Problem to work on - Please extend the tutorial on parsing HTML with Beautiful Soup below, picking up right after its final line of code.

Selected excerpt -
───

Tags can have **attributes** - for example the `<a>` usually has an attribute of `href` that holds the link:

`<a href="https://adgefficiency.com/">My personal blog</a>`

This is rendered as:

<a href="https://adgefficiency.com/">My personal blog</a>

A common attribute for HTML elements to have is a **class** - this is used to specify the styling of the object to a CSS class.

## Parsing HTML

We need some way to parse this HTML text - to do this we will use **Beautiful Soup**:

We can use Beautiful Soup to parse the HTML for specific tags.  First we create an instance of the `BeautifulSoup` class, taking the HTML text we got using `requests`:

In [None]:
soup = BeautifulSoup(response.text, 'lxml')

#  uncomment out the line below - warining - it prints out a lot!
#print(soup.prettify())

The **title** tag is a special tag required in all HTML documents:

In [None]:
soup.title

We can use Beautiful Soup to find all the `p` tags:

In [None]:
p = soup.find_all('p')

p[-1]

Or to find all the links (`a`) in a page:

In [None]:
p = soup.find_all('a')

p[-1]

## Developer tools

One useful tool in web development are the **Developer Tools** included in modern browsers:

![](../assets/dev1.png)

The **Inspect elements** tool allows us to find the HTML block for the biography table:

![](../assets/dev2.png)

Let's find the table:

In [None]:
table = soup.find('table', 'infobox biography vcard')

───

Dataset excerpts -
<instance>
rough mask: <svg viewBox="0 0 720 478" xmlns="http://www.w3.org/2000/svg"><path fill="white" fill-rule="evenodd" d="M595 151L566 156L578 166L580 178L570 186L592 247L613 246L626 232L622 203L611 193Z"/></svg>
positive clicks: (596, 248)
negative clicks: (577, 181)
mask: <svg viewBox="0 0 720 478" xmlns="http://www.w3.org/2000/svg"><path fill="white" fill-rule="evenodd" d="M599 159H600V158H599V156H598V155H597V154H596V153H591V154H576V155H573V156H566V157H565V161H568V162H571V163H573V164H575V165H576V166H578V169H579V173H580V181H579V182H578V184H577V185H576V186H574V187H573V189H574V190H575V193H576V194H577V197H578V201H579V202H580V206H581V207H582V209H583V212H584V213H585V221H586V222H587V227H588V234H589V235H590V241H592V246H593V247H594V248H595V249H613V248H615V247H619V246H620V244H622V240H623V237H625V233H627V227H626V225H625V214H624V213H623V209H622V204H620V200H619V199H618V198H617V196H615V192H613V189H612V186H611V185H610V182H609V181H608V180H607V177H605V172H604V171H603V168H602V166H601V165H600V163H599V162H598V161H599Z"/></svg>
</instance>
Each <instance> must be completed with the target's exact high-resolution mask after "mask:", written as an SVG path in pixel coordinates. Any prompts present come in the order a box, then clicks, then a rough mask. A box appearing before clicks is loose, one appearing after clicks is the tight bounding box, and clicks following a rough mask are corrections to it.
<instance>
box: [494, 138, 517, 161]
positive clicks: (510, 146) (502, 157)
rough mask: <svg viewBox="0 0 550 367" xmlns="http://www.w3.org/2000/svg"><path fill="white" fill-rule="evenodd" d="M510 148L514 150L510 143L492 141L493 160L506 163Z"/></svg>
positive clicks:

───

Task output -
## Tables in HTML

`tr` = row

`th` = header cell

`td` = data cell

Let's take a look at the third row (**Born**):

In [None]:
rows = [r for r in table.find_all('tr')]
row = rows[2]
row

The header:

In [None]:
row.find('th')

The data:

In [None]:
row.find('td')

We can also get the text from these HTML elements:

In [None]:
row.find('td').text

We can store this data in a dictionary:

In [None]:
data = {}

data[row.find('th').text] = row.find('td').text
data

## Exercise

Let's iterate over the rows in the biography table and store each row in a list of dictionaries:

## Finding links

Another common task when parsing HTML is to look for links - in HTML links have an `a` tag.  

Let's find all the links in the **References** section - which is a `div` element:

In [None]:
table = soup.find('div', 'mw-references-wrap mw-references-columns')

In [None]:
links = [link for link in table.find_all('a')]

li = links[1]

li

In [None]:
li['href']

In [None]:
li.text

## Exercise

Create a list of the links from the External Links section:

## Downloading images

Now we are familiar with Beautiful Soup, we know we can find all the images in a page eaisly:

In [None]:
soup.find_all('img')

Let's download the first one - note that we use the `src` attribute, and have to append `'https:'` onto the url:

In [None]:
img = soup.find_all('img')[0]

url = 'https:' + img['src']

url

Now we can use `requests` again to get the bytes for this image:

In [None]:
res = requests.get(url)

In [None]:
res.content[:50]

Now let's download this image into a file.  

Note that we use Python's context management to automatically close the file, and the `iter_content` method to download the file in chunks:

In [None]:
with open('./le-cun.png', 'wb') as fi:
    for chunk in res.iter_content(100000):
        fi.write(chunk)

We can now see the image (you may need to run this cell again):

![](./le-cun.png)

## Exercise - downloading XKCD comics

Now let's try another use of web scraping - downloading XKCD comics.  This exercise is taken from the excellent [Automate the Boring Stuff with Python](https://automatetheboringstuff.com/).

The basic workflow will be to:
1. download a page (start with https://xkcd.com/)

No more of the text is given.